- **Document text**
+ + + + + + +

Contemporary Links 4: James Hyde
Luminous Platforms and Relaxed Seating
February 18 through April 30, 2006


Contemporary Links 4: James Hyde—Luminous Platforms and Relaxed Seating is a special project inserted into a pre-existing collection-based installation, Tracking and Tracing: Contemporary Acquisitions 2000-2005. Through the addition of seating, tables and a selection of books, Hyde’s project is a laboratory for reshaping the audience experience by changing the terms of engagement with the works on view.


 James Hyde is known for his imaginative use of materials, such as pigment on over-sized pillows or tiny wooden blocks, wall hangings made from beach chair webbing and furniture-as-art of translucent plastics. Although much of his work appears to be about the perceptual condition of objects, Hyde is particularly interested in extending the terms of the experience of painting. He subtly explores the experience of vision and observation with a specific focus on the material basis of painting, resulting in approaches to art making that are imaginatively wide-ranging. Hyde thinks about the activity of painting in extended terms. “For me painting is neither an object or a practice, but is a habit of seeing…I’m interested in how furniture constructs the figure. This comes from painterly concerns. I’ve often been more interested in the pictorial qualities of the painting support than its surface. My furniture can be thought of as pictorial abstractions of a painting panel.” [1]


For instance, Hyde has made frescos on Styrofoam and paintings in glass boxes that one may in some sense consider the successors to Early Renaissance fresco murals and stained glass windows. His minimal geometric furniture designs reference the twentieth century modern styles of Russian Suprematism and De Stijl, movements that questioned boundaries between art and the utilitarian object within operative formalism. He is also indebted to the Minimal artists of the 1960s and 1970s such as Donald Judd, Dan Flavin, and Scott Burton, who furthered the orthodoxy of modernism by turning the appearance of functionality into a mode for exploring a phenomenological relationship with the work of art, where use and non-use became less a criteria for distinguishing art from design, but a gauge of the commonality of the two. The art historian and philosopher Christine Buc-Glucksmann suggests, “It is not the transcendent infinity of Giotto’s frescoes, nor that other white, empty and cosmic infinity of Malevich, but multiple and varied infinities…which open onto a field of real and virtual forces, where painting is implicated. A topology, in sum, in its matter and means, which empties painting of its ontological substrata and of its traditional supporting structure—canvas and stretcher—in favor of its becoming multiple, materialized and abstract.” [2]


In his most recent furniture and sculptural installations Hyde has focused on the particular characteristics of a locality as a way to expand abstract painting and minimalist sculpture into inhabited space. How Hyde transforms issues of painting—surface, space, and light—into a functional object, that is still art, becomes more obvious when one is actually viewing (and seated on) one of his constructions. For SDMA Hyde chose to shift the viewing experience by adding three reading stations, comfortable mini-environments that invite resting, reading and lounging, and offer an alternative to the demands that concentrated attention makes on the viewer of an exhibition. The largest station placed in the center of the space is modeled on an informal living room and includes galvanized sheet metal chairs, two glowing white coffee tables and one red one. “I used to use sheet metal a lot for my painting panels, but now I use it exclusively for the furniture. It’s a cheap material, but is very beautiful. I like the way the galvanization is stippled and how it reflects. It has a clearly recognizable planar quality, like a sheet of paper and it manages to be both flexible and rigid.” The other two stations include low comfortable chairs of Styrofoam covered in upholstery vinyl and an illuminated bookshelf, each nestled close to corners and walls. The light spills out from the furniture expanding into the space through their reflecting illumination.

+ + + + + + +

- **Dataset section**
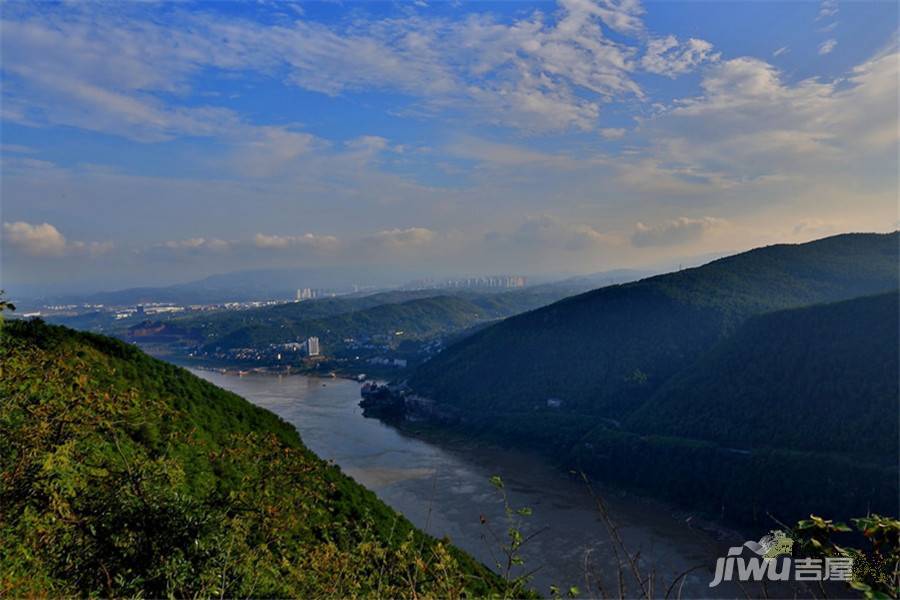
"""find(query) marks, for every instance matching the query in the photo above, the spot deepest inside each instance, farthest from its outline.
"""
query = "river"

+ + + + + + +

- **Set of tasks**
1) Echo word for word everything in the James Hyde exhibition text from "Contemporary Links 4: James Hyde—Luminous" down to "works on view.".
2) According to the James Hyde exhibition text, how many reading stations did Hyde add for SDMA?
3) Condense the paragraph of the James Hyde exhibition text that begins "In his most recent furniture and sculptural installations" into a bulleted list that keeps its main facts.

- **Solution set**
1)
Contemporary Links 4: James Hyde—Luminous Platforms and Relaxed Seating is a special project inserted into a pre-existing collection-based installation, Tracking and Tracing: Contemporary Acquisitions 2000-2005. Through the addition of seating, tables and a selection of books, Hyde’s project is a laboratory for reshaping the audience experience by changing the terms of engagement with the works on view.

2) Three.

3)
- Hyde's recent furniture and sculptural installations focus on the particular characteristics of a locality to expand abstract painting and minimalist sculpture into inhabited space.
- How he turns painting's concerns (surface, space and light) into functional objects that are still art becomes clearer when one views, and sits on, his constructions.
- For SDMA he added three reading stations. They invite resting, reading and lounging as an alternative to the concentrated attention an exhibition demands.
- The largest station, in the center of the space, is modeled on an informal living room. It has galvanized sheet metal chairs, two glowing white coffee tables and one red one.
- Hyde now uses sheet metal only for furniture. He calls it cheap but very beautiful, stippled and reflective, planar like paper, and both flexible and rigid.
- The other two stations sit close to corners and walls. They hold low Styrofoam chairs covered in upholstery vinyl and an illuminated bookshelf.
- Light from the furniture spills out and expands into the space through reflection.